_Page text_
((

Summary. The manuscript introduces GustPilot, a hierarchical framework for wind-resilient quadrotor navigation that combines a DRL policy for generating inertial-frame velocity references during gate traversal with a geometric INDI controller for low-level tracking and rapid residual disturbance rejection via incremental feedback on linear and angular accelerations. Robustness is achieved through wind-aware DRL planning trained with fan-jet domain randomization in a minimal single-gate simulation and fast execution-time rejection by the INDI layer. The approach is evaluated in 80 real flights on a 50g platform across four scenarios (no-wind to dynamic multi-source wind with moving gates), claiming 94.7% average OSR (vs. 55% for DRL-PID baseline), up to 50% RMSE reduction, and sustained speeds of 1.34 m/s under 3.5 m/s winds, with zero-shot generalization to up to six gates and four fans.

Significance. If the sim-to-real transfer and performance gains are substantiated, the work offers a practical demonstration of combining learning-based velocity planning with structured model-based disturbance rejection for lightweight UAVs in wind. The real-flight evaluation on a 50g platform and the reported quantitative improvements over a DRL-PID baseline constitute the primary strengths; the hierarchical separation of concerns is a clear contribution if the DRL planner's role beyond the INDI layer can be isolated.

major comments (3)
  1. [Abstract] Abstract: The reported 94.7% OSR and up to 50% RMSE reduction are presented without error bars, standard deviations, or statistical significance tests (e.g., paired t-tests or Wilcoxon tests) across the 80 flights; this omission is load-bearing because the central claim of superiority over DRL-PID rests on these aggregate numbers, and post-hoc scenario selection cannot be ruled out without the full protocol and per-scenario breakdowns.
  2. [Experiments] Experiments (assumed §V or equivalent): The domain-randomization procedure is limited to a single-gate, single-fan simulation, yet the real-world tests include up to six gates and four dynamic fans; no ablation, sensitivity analysis, or disturbance-spectrum comparison is provided to confirm that the randomization captures gate-induced flow interactions or multi-source turbulence spectra, which directly undermines the zero-shot generalization claim that is central to the hierarchical contribution.

))

_Description of the task_
Condense the paragraph of the review text above that begins "Significance. If the sim-to-real transfer" into a short bulleted list of its main points.

_Rows of box annotation data_
((

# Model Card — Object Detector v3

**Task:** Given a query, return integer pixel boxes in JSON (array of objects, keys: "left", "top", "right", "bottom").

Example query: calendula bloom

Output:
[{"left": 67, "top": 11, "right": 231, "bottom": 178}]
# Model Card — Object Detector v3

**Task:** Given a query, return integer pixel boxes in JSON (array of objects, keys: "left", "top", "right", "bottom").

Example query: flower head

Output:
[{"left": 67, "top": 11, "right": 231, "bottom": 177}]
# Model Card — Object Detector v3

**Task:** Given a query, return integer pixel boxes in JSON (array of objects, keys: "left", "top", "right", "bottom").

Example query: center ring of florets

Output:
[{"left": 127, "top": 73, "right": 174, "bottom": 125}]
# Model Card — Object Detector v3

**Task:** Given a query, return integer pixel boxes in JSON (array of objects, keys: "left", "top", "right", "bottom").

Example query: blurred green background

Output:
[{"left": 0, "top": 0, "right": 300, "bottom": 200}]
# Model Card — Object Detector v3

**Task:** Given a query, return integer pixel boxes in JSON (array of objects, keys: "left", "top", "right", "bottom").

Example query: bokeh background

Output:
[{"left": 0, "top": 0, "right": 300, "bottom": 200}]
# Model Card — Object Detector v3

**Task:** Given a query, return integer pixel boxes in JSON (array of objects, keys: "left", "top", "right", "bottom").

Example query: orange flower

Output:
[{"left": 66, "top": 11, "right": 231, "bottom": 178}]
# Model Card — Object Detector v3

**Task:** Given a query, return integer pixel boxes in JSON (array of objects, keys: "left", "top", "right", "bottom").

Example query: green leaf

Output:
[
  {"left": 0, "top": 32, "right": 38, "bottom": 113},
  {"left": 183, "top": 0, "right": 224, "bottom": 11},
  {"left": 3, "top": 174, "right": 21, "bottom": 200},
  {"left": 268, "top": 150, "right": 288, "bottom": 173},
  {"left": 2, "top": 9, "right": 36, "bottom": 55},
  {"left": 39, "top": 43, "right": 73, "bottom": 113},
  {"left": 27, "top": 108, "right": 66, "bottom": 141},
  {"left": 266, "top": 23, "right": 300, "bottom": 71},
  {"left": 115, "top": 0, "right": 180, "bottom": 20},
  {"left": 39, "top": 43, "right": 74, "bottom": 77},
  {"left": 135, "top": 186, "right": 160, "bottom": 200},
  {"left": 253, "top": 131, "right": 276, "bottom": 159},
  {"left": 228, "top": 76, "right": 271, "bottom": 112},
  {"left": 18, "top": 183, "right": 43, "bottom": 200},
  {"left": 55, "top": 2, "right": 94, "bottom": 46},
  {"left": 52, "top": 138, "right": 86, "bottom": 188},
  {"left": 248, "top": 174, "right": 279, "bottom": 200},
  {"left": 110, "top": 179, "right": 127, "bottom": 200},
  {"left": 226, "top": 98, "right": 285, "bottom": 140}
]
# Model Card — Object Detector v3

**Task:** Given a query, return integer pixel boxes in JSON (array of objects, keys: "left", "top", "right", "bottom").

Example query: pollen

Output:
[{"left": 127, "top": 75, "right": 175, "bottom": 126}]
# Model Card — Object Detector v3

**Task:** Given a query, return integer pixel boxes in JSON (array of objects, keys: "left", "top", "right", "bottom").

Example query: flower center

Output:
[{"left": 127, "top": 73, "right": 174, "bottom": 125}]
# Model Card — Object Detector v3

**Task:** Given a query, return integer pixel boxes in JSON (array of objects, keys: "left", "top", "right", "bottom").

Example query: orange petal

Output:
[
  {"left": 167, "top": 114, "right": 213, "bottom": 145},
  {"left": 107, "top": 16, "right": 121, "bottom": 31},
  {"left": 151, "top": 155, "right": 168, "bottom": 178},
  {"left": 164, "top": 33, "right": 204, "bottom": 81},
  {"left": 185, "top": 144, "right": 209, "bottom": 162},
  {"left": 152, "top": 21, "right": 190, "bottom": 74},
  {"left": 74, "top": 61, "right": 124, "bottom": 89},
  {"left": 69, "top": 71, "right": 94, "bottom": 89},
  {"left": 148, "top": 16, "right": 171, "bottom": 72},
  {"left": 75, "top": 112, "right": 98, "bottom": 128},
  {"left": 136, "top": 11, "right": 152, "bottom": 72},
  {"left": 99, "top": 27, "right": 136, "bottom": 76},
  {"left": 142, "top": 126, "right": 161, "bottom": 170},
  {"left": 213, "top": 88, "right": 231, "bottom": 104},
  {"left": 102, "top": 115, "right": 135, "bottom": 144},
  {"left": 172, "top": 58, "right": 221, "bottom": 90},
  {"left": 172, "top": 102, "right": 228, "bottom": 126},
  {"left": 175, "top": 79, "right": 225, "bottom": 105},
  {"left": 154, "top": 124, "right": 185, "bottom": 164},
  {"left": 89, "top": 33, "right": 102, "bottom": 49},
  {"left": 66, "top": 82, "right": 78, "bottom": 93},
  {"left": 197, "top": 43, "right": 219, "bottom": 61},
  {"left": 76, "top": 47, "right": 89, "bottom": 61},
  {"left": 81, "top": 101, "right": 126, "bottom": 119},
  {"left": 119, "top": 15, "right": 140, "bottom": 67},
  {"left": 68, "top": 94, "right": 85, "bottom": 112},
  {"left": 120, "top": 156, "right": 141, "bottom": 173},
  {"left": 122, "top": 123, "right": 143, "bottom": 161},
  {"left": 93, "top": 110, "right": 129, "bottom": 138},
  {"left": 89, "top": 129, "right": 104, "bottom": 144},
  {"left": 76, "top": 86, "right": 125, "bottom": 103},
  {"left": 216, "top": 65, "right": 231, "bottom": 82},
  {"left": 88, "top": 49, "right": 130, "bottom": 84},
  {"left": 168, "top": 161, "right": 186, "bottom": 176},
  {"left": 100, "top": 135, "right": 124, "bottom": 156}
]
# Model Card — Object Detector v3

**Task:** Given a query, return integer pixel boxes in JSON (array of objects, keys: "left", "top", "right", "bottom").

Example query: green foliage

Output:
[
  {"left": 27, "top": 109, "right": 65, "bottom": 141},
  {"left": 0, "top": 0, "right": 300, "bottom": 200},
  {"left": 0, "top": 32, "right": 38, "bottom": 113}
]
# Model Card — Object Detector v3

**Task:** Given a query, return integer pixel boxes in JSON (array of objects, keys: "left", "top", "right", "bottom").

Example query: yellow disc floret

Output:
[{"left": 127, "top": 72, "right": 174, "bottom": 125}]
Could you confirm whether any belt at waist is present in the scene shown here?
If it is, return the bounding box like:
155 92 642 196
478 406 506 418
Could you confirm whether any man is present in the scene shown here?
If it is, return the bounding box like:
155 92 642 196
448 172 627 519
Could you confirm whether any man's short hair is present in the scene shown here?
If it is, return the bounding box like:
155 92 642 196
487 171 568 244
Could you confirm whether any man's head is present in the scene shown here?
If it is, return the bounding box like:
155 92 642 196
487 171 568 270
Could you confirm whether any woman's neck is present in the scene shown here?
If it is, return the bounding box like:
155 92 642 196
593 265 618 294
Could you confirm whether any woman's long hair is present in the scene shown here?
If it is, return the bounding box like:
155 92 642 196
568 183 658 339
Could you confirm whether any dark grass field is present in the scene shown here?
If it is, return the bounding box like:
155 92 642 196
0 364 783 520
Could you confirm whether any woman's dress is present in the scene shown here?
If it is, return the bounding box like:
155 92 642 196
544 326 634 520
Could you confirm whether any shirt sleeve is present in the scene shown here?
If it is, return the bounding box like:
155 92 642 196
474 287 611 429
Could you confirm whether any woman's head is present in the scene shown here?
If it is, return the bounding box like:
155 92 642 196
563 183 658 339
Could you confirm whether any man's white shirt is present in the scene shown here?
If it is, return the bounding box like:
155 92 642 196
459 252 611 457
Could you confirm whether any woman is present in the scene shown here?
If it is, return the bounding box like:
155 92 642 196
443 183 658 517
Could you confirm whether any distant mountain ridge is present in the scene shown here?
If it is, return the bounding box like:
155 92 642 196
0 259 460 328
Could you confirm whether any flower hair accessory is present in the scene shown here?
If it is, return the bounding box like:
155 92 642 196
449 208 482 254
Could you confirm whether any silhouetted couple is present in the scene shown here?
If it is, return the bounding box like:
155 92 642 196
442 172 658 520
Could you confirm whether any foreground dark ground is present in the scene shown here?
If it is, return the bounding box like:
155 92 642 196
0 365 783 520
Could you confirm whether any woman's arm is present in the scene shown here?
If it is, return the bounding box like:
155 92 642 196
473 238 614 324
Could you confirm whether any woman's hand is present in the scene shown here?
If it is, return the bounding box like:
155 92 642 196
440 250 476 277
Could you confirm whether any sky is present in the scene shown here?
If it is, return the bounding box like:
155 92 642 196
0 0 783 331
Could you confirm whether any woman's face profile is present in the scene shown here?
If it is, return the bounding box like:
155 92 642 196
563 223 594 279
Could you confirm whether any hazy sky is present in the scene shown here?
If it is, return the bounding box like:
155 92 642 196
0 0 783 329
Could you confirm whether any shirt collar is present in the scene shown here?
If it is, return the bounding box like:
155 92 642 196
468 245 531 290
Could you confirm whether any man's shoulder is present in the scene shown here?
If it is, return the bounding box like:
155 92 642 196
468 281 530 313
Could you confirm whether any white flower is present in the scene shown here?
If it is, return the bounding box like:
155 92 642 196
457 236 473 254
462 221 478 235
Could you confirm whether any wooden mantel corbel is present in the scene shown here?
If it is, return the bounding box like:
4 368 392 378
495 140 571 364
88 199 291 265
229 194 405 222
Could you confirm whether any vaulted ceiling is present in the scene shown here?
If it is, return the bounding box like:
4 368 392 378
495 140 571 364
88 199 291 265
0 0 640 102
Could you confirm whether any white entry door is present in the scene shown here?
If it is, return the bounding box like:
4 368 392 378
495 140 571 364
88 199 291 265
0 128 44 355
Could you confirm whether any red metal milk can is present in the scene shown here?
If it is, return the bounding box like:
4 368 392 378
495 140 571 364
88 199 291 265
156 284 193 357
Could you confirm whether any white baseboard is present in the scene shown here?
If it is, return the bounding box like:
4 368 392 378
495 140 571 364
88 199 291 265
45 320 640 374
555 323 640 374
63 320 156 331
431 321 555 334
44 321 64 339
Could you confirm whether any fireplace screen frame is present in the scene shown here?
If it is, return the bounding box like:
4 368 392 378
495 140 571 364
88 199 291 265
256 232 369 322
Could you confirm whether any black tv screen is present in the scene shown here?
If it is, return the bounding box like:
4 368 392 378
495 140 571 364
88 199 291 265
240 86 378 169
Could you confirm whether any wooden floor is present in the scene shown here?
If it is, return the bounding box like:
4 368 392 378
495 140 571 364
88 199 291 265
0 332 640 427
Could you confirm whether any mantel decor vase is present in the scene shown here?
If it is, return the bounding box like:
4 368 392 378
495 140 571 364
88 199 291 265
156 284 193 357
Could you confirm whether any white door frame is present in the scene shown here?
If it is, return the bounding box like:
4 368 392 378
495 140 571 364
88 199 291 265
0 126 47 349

))

_Exercise output_
- If the sim-to-real transfer and performance gains hold up, the work practically demonstrates combining learning-based velocity planning with structured model-based disturbance rejection for lightweight UAVs in wind.
- Its main strengths are the real-flight evaluation on a 50g platform and the reported quantitative improvements over a DRL-PID baseline.
- The hierarchical separation of concerns is a clear contribution if the DRL planner's role beyond the INDI layer can be isolated.